* Exercise *
Write out the rows below word for word, from the very first line through the line holding "244,96 -> 261,103", inclusive. Leave the pictures out.

* Provided data *
____
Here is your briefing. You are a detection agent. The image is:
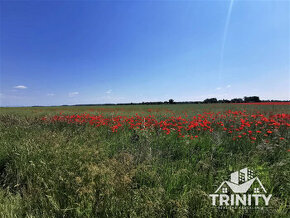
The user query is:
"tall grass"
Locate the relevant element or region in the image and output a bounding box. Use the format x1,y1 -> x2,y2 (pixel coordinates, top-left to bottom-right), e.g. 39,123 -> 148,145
0,105 -> 290,217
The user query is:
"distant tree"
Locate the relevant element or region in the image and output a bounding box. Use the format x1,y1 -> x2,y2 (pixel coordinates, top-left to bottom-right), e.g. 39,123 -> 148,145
203,98 -> 217,104
244,96 -> 261,103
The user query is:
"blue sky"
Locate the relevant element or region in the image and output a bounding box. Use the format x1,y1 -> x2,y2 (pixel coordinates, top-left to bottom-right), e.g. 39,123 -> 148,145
0,0 -> 290,106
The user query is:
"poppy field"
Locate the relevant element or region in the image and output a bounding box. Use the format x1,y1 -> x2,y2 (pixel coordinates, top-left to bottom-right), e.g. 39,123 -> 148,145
0,103 -> 290,217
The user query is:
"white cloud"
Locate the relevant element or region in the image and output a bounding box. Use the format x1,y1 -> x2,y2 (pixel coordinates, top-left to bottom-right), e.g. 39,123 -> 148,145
68,92 -> 79,98
14,85 -> 27,89
106,89 -> 113,94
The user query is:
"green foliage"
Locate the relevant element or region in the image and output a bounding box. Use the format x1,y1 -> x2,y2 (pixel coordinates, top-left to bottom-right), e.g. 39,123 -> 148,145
0,104 -> 290,217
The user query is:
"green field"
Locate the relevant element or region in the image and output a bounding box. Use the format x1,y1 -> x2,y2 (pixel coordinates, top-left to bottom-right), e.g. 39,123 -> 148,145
0,104 -> 290,217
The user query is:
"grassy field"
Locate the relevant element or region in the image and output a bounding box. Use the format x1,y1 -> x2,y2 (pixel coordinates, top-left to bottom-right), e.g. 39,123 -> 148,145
0,104 -> 290,217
____
* In response *
Here is your briefing. You are a detection agent. The image is:
The user query is:
"tall grass"
Locate the relevant element or region in the image and output a bounding box. Use the format x1,y1 -> x2,y2 (pixel coordinates, top-left to bottom-right), e.g. 39,123 -> 148,145
0,105 -> 290,217
The user query is:
"distant tree"
Locate the relevant element or region in the image and output a bounding box. Use the format x1,y1 -> x2,y2 (pixel coordinates, top-left to bottom-right), e.g. 39,123 -> 148,145
203,98 -> 217,104
244,96 -> 261,103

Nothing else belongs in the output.